— START Information provided —

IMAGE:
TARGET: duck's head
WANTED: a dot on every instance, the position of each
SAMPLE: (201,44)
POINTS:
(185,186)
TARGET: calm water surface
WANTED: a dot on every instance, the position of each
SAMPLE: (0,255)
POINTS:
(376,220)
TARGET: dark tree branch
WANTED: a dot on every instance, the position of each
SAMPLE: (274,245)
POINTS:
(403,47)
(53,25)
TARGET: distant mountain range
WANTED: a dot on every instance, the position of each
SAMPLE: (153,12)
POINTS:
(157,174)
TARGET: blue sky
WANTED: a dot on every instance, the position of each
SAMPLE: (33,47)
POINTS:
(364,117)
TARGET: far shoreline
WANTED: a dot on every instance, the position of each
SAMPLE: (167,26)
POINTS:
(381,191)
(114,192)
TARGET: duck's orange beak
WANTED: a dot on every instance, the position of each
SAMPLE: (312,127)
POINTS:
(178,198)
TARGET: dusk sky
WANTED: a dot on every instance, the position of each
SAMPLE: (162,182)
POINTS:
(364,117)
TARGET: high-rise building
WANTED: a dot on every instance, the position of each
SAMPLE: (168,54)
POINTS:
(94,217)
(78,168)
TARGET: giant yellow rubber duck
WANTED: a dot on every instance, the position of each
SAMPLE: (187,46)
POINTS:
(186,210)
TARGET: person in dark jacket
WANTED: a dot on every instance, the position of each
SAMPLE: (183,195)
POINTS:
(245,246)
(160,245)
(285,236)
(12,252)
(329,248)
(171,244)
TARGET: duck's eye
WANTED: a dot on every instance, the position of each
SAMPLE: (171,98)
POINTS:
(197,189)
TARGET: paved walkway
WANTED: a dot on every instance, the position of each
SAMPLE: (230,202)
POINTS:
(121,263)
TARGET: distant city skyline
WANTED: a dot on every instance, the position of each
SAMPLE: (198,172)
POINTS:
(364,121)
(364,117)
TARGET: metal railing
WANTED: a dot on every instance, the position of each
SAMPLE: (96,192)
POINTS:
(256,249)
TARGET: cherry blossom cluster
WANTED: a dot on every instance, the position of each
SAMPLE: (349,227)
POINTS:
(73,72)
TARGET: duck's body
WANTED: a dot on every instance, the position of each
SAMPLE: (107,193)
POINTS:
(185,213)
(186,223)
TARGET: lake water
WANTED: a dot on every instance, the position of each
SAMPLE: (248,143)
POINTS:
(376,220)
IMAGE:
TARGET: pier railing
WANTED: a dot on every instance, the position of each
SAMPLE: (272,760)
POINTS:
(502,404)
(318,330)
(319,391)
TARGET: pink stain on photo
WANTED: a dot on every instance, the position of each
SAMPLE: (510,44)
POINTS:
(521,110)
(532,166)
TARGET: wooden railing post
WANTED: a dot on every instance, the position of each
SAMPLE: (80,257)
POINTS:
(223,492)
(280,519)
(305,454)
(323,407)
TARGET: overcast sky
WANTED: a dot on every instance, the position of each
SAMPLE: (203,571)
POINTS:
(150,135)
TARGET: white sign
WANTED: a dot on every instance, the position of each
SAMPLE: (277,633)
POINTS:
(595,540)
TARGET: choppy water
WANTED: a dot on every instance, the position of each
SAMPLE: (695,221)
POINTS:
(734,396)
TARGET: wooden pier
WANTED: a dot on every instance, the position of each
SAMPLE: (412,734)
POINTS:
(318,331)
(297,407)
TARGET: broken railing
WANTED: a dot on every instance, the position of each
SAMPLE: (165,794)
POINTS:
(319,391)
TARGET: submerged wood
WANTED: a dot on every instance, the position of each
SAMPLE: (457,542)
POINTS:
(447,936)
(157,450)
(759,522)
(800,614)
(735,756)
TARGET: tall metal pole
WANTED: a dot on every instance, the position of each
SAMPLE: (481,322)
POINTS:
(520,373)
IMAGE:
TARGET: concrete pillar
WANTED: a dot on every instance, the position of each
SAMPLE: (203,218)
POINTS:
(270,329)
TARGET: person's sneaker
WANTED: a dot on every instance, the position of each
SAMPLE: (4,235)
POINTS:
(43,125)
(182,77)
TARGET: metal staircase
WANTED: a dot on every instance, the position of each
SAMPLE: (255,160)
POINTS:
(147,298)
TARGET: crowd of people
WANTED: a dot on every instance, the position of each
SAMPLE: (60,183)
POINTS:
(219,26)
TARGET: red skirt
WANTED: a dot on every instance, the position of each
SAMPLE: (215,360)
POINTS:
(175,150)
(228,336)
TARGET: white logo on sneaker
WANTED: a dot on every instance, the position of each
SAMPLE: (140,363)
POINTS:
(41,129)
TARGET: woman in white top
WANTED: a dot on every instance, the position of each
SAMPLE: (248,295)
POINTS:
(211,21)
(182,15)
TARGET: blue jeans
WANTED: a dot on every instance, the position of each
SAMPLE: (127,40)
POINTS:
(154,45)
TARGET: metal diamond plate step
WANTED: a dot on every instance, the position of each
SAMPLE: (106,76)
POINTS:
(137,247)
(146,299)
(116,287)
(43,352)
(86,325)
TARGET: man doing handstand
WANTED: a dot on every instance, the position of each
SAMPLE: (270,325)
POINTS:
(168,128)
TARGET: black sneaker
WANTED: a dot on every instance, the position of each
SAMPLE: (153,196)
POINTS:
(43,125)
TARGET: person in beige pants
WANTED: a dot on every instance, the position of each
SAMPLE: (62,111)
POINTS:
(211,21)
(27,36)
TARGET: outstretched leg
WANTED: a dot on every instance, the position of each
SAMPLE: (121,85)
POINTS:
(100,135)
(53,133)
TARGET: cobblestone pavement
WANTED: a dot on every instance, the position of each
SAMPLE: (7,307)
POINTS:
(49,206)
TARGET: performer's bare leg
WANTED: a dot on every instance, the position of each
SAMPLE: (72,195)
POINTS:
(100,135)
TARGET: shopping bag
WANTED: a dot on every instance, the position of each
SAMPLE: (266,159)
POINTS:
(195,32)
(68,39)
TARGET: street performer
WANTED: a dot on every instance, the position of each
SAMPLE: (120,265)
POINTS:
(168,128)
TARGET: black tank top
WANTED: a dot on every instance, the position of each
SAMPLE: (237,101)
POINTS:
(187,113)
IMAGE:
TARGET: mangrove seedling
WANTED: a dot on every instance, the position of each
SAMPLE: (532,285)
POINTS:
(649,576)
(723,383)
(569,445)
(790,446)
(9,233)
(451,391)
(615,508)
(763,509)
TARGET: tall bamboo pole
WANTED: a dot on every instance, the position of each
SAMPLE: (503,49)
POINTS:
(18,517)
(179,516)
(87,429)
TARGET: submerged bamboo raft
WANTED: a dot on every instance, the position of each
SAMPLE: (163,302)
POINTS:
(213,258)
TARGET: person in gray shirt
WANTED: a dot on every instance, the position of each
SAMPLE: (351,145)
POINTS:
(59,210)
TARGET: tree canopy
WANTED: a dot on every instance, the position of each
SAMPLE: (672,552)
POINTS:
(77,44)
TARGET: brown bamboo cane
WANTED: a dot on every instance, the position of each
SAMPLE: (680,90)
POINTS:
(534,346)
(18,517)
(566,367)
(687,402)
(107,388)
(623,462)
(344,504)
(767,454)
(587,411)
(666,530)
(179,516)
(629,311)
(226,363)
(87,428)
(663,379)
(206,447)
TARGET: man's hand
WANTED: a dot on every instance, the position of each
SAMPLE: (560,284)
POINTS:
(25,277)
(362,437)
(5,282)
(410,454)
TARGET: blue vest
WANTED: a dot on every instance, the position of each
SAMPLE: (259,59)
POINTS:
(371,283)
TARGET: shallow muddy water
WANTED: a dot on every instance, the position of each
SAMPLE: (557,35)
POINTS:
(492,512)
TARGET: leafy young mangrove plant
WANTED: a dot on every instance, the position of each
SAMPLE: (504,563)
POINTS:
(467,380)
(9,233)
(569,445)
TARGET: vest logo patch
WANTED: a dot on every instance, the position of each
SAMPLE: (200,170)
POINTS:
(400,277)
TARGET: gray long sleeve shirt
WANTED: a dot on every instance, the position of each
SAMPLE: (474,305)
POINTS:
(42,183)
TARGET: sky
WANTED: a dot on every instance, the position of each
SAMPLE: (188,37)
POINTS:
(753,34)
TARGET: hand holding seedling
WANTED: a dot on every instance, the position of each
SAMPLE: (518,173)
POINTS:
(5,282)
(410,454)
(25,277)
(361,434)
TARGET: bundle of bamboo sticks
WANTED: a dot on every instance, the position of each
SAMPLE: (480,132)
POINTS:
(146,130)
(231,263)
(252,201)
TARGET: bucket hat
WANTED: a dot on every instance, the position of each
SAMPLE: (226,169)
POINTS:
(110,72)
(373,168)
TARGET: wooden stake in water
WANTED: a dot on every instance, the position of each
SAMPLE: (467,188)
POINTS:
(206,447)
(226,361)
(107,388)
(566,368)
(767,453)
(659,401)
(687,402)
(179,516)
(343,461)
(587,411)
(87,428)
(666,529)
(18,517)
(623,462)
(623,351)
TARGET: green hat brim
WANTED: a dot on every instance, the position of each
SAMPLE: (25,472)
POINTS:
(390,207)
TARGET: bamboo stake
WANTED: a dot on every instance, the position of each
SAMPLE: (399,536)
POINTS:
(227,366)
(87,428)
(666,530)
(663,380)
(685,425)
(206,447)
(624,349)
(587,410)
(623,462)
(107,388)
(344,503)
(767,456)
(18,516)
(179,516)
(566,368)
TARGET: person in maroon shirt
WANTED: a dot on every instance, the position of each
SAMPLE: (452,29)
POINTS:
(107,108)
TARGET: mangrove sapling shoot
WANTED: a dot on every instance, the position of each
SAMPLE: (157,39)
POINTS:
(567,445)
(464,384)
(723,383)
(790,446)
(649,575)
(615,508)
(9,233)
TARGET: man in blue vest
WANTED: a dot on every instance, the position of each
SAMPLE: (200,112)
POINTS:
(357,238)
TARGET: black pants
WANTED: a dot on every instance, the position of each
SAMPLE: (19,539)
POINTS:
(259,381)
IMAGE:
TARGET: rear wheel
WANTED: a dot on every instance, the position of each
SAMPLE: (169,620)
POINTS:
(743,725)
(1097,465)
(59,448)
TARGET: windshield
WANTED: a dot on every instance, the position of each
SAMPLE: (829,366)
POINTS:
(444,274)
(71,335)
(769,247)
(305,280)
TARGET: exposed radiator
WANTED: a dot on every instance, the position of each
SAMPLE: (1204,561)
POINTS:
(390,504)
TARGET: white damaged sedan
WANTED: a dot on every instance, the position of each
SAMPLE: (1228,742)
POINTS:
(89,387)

— END Information provided —

[Written request] Nothing but the lines from the one with "TARGET: bucket hat" through the last line should be repeated, each exactly as it stands.

[Response below]
TARGET: bucket hat
WANTED: a dot on every instance, the position of each
SAMPLE: (226,169)
POINTS:
(110,72)
(373,168)
TARGET: wooden stake in water
WANTED: a dot on every instance, the position of each
SAMPLE: (467,188)
POINTS:
(206,447)
(226,361)
(107,388)
(566,368)
(767,453)
(659,401)
(687,402)
(179,516)
(343,461)
(587,411)
(87,428)
(666,529)
(18,517)
(623,462)
(623,351)
TARGET: green hat brim
WANTED: a dot on every instance, the position of each
SAMPLE: (25,472)
POINTS:
(390,207)
TARGET: bamboo stake
WANTED: a dot on every instance, the position of each
SAMPLE: (399,536)
POINTS:
(227,366)
(87,428)
(666,530)
(663,380)
(685,425)
(206,447)
(624,349)
(587,410)
(623,462)
(107,388)
(344,503)
(767,456)
(18,516)
(179,516)
(566,368)
TARGET: person in maroon shirt
WANTED: a dot on every instance, the position of each
SAMPLE: (452,29)
POINTS:
(107,108)
TARGET: mangrove sapling shoot
WANTED: a dot on every instance, the position of each
SAMPLE: (157,39)
POINTS:
(567,445)
(464,384)
(723,383)
(790,446)
(649,575)
(615,508)
(9,233)
TARGET: man in blue vest
WANTED: a dot on every instance, the position of each
SAMPLE: (200,112)
POINTS:
(357,238)
TARGET: black pants
WANTED: a dot on every instance, the position of each
SAMPLE: (19,539)
POINTS:
(259,381)
IMAGE:
TARGET: rear wheel
WANTED: a dot on every instance, the position of each
SAMPLE: (169,620)
POINTS:
(743,725)
(1097,465)
(59,448)
TARGET: windshield
WANTED: a dot on every instance, the position of each
SAMPLE: (829,366)
POINTS:
(444,274)
(71,335)
(769,247)
(305,280)
TARGET: exposed radiator
WANTED: a dot on every instance, the position of each
SAMPLE: (1204,561)
POINTS:
(390,504)
TARGET: white damaged sedan
WANTED: a dot on every instance, the position of each
SAMPLE: (1228,742)
POINTS:
(89,387)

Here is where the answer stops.